# Looking for RP partners



## juiceboxbunny (Feb 21, 2017)

No longer looking


----------



## Jin-Lust-4-Sin (Feb 21, 2017)

Real-life setting about friendship sounds nice to me  if ya wanna get to know your partners, I recommend starting simple and easy with casual topics like those 
A shameless dropout that works part-time as a tourist-guide, waiter and video-game planner, at your service ! XD


----------



## juiceboxbunny (Feb 21, 2017)

Jin-Lust-4-Sin said:


> Real-life setting about friendship sounds nice to me  if ya wanna get to know your partners, I recommend starting simple and easy with casual topics like those
> A shameless dropout that works part-time as a tourist-guide, waiter and video-game planner, at your service ! XD



Sounds fun to me! Haha i haven't rped in a very long time so im looking to start back up. ;3


----------



## Jin-Lust-4-Sin (Feb 21, 2017)

WORK INSTRUCTIONS:
[a] In the forum thread, which part-time jobs does Jin-Lust-4-Sin list?
[b] For each statement, say whether it agrees with the forum thread, and quote the words that decide it: (i) juiceboxbunny has not roleplayed in a very long time; (ii) Jin-Lust-4-Sin advises starting with complex, serious topics; (iii) juiceboxbunny's first post says the search for partners is still open.
The material after this point is separate from the forum thread.

DATA EXTRACT:

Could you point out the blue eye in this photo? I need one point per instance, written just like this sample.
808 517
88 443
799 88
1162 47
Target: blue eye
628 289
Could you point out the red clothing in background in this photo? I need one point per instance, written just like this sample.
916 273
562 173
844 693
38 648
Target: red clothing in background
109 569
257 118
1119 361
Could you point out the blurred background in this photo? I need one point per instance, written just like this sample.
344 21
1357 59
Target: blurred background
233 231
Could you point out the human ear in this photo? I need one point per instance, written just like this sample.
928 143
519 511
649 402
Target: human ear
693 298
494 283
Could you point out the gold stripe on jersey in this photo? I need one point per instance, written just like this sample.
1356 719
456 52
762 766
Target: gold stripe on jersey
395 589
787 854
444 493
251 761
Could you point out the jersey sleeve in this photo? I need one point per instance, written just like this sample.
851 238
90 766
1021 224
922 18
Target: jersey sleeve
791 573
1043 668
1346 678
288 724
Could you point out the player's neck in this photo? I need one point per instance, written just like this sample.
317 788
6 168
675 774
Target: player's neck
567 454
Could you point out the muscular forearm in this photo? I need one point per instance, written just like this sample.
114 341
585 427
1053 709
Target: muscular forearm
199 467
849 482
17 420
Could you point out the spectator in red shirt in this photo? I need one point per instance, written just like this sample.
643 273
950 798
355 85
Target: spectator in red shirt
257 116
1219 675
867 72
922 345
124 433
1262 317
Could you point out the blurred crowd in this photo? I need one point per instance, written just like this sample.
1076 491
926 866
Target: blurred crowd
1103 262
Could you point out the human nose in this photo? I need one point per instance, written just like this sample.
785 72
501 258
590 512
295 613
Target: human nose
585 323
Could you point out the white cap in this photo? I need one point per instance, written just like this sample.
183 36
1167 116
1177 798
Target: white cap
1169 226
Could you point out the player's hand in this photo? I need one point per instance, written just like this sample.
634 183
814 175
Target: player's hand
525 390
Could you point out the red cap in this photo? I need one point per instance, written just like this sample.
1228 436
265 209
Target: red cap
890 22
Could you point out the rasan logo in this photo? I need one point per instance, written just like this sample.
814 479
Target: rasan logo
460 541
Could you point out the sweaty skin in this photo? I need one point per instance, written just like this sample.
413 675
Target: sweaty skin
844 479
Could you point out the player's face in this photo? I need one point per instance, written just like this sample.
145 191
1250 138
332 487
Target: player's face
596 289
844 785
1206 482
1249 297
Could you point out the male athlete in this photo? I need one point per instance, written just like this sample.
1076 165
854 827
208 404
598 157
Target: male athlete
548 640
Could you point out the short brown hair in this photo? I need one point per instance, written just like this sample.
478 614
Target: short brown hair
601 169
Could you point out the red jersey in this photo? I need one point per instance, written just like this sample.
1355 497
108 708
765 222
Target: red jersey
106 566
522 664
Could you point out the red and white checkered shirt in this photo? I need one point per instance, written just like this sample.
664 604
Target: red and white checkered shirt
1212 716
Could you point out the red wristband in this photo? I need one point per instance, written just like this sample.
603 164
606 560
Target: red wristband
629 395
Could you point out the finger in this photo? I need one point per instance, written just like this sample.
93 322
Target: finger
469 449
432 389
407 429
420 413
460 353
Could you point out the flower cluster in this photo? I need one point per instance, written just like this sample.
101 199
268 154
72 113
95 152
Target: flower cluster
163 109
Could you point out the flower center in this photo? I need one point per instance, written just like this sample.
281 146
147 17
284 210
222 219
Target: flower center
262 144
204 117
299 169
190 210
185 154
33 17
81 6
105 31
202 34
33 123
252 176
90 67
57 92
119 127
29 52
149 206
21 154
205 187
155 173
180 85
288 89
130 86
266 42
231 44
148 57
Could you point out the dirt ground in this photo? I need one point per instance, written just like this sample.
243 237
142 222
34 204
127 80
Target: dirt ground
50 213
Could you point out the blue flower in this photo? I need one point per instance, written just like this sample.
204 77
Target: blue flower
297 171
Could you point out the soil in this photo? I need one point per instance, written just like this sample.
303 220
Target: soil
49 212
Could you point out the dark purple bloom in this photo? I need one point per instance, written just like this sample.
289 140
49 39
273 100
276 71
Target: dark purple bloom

ANSWERS IN ORDER:
[a] Tourist guide, waiter and video-game planner.

[b]
(i) Yes: "i haven't rped in a very long time"
(ii) No: "starting simple and easy with casual topics"
(iii) No: "No longer looking"